■ Exercise details:
Reproduce exactly, from the data that follows, the line with "Where can you see the man's ear?", the line with "Where can you see the person in dark", and every line that lies between them.

Dataset items:

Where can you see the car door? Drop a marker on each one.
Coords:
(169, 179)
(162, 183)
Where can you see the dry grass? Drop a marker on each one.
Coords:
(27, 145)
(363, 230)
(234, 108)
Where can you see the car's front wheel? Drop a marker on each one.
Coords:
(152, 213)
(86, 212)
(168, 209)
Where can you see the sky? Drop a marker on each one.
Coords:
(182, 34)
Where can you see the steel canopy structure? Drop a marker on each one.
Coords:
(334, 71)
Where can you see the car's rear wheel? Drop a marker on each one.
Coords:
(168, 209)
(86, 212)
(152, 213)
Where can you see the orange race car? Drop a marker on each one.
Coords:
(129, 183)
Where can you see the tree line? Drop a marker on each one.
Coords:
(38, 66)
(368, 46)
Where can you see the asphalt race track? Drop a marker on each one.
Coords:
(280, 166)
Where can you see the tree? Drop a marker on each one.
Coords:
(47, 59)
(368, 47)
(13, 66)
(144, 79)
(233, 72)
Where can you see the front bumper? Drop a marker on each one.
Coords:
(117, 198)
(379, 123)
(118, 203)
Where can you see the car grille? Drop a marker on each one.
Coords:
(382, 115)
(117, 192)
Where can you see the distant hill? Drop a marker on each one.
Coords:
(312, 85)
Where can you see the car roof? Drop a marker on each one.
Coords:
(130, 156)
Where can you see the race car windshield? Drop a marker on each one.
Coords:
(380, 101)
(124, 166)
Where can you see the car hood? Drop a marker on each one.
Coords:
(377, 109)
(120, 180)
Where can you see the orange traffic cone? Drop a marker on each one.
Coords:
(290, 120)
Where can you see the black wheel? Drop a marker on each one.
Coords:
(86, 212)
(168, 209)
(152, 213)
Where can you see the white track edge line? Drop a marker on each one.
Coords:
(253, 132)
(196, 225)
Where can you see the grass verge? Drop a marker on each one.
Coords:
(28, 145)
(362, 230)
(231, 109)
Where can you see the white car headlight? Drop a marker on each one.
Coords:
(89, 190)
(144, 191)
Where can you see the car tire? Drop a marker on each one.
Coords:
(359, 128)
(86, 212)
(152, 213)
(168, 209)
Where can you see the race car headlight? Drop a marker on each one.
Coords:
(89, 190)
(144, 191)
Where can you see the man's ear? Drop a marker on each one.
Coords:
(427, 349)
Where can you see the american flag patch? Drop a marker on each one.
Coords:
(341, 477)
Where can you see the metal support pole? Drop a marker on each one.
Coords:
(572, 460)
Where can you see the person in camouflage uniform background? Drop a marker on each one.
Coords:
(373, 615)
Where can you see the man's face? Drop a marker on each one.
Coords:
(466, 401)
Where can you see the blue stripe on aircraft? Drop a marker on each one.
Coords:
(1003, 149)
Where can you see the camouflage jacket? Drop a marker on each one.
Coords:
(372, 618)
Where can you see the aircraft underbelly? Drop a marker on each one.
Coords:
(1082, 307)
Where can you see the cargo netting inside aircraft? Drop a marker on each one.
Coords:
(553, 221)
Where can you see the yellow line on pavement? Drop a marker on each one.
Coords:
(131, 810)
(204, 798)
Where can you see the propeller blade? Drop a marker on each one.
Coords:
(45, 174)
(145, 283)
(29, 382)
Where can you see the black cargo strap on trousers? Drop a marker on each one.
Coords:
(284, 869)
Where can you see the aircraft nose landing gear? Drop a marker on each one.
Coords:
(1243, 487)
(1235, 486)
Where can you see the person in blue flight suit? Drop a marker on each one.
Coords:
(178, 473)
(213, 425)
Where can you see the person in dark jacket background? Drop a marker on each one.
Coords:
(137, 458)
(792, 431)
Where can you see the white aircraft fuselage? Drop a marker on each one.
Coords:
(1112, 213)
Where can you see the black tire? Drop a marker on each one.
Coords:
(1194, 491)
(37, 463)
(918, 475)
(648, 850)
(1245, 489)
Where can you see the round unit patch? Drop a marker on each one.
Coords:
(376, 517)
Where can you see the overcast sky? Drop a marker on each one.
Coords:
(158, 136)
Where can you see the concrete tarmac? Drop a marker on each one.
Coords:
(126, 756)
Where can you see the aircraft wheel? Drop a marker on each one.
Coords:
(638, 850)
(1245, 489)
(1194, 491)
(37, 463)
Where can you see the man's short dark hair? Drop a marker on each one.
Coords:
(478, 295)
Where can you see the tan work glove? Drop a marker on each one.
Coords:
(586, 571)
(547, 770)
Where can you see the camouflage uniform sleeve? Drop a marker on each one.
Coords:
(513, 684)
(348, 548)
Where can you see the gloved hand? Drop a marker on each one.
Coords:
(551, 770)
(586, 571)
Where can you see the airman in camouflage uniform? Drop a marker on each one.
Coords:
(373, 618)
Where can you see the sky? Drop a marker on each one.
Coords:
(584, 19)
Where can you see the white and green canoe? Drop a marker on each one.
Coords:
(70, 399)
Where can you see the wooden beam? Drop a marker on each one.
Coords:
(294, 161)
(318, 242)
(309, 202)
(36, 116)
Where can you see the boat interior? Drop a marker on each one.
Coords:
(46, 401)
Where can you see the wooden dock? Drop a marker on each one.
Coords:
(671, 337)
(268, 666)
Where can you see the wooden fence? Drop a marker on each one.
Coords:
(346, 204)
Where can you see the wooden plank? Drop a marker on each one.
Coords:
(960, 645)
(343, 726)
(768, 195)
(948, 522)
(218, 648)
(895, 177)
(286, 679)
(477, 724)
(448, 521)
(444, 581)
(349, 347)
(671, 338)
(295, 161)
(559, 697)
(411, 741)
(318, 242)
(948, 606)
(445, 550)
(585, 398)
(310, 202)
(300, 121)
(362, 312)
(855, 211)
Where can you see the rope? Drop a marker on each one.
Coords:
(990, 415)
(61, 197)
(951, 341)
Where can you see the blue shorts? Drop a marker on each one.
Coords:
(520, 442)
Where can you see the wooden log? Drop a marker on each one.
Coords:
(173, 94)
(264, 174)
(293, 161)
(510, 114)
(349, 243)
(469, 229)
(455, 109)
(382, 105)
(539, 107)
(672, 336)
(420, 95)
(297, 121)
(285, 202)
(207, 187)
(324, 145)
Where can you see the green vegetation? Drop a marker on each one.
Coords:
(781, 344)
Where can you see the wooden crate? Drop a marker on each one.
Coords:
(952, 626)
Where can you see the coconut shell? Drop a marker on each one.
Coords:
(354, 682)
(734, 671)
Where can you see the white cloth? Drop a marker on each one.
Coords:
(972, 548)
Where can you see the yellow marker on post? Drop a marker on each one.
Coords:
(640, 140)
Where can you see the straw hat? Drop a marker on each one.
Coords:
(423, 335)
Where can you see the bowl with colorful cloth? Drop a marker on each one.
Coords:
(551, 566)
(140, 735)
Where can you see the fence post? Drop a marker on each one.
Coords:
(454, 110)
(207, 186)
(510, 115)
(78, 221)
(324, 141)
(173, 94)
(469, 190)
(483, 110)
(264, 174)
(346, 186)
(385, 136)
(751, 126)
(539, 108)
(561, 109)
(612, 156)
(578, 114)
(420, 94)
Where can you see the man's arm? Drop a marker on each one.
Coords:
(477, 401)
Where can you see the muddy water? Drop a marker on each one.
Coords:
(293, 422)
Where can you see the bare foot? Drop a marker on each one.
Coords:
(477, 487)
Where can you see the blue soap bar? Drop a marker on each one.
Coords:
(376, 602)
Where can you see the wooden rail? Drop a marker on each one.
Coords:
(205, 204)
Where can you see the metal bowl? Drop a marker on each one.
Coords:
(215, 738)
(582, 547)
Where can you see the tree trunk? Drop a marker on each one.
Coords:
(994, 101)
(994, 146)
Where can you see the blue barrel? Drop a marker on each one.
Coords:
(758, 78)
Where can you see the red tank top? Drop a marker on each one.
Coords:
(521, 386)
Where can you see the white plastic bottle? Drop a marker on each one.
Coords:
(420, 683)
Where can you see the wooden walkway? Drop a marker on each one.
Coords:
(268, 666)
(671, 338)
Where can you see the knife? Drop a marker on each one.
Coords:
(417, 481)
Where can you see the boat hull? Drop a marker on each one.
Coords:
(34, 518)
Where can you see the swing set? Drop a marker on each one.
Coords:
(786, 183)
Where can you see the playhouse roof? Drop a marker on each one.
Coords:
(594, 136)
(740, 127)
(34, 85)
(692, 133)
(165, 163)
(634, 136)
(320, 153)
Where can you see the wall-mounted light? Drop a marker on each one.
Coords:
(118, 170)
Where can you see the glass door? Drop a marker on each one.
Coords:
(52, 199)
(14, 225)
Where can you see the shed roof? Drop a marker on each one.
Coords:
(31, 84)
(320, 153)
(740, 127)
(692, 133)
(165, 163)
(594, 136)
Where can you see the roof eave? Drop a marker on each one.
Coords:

■ Exercise response:
Where can you see the man's ear? Drop a marker on each one.
Coords:
(427, 349)
Where can you see the american flag patch? Drop a marker on each one.
Coords:
(341, 477)
Where can you see the metal support pole? Drop a marker on each one.
Coords:
(572, 460)
Where can you see the person in camouflage uniform background? Drop a marker on each one.
Coords:
(373, 615)
Where can you see the man's face? Drop a marker on each one.
Coords:
(466, 401)
Where can you see the blue stripe on aircraft? Drop a marker on each one.
Coords:
(1003, 149)
Where can you see the camouflage jacket? Drop a marker on each one.
Coords:
(372, 618)
Where can you see the aircraft underbelly? Drop a marker on each one.
Coords:
(1082, 307)
Where can you see the cargo netting inside aircraft? Drop a marker on each one.
Coords:
(553, 221)
Where can you see the yellow line on pavement? Drop a marker on each one.
Coords:
(131, 810)
(204, 798)
Where can you see the propeller blade? Drop a marker on each one.
Coords:
(45, 174)
(145, 283)
(29, 382)
Where can you see the black cargo strap on trousers? Drop a marker on each one.
Coords:
(284, 869)
Where can you see the aircraft nose landing gear? Drop a marker on each one.
Coords:
(1243, 487)
(1235, 486)
Where can you see the person in blue flight suit? Drop a marker on each one.
Coords:
(178, 473)
(213, 425)
Where can you see the person in dark jacket background? Drop a marker on each one.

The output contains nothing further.